What you should do
In the data, extract each line that holds the string "chair".

Provided data
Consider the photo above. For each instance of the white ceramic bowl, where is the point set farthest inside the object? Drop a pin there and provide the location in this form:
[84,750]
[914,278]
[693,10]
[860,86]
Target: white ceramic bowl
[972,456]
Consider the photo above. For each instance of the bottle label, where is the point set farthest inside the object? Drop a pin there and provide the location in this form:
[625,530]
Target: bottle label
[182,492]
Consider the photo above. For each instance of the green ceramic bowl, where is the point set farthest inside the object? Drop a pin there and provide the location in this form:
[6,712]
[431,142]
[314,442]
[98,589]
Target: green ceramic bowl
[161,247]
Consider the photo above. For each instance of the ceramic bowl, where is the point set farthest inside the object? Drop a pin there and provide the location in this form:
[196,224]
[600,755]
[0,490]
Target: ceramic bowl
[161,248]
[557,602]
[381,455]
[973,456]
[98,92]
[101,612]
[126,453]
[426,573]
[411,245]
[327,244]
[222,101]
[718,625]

==

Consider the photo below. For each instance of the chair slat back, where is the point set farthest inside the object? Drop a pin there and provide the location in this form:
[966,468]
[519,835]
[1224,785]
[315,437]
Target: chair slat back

Task result
Consider the photo below. For each instance of the chair slat back, where is the point set farthest inside the object? Drop a pin there and provide the location in this form:
Target: chair slat back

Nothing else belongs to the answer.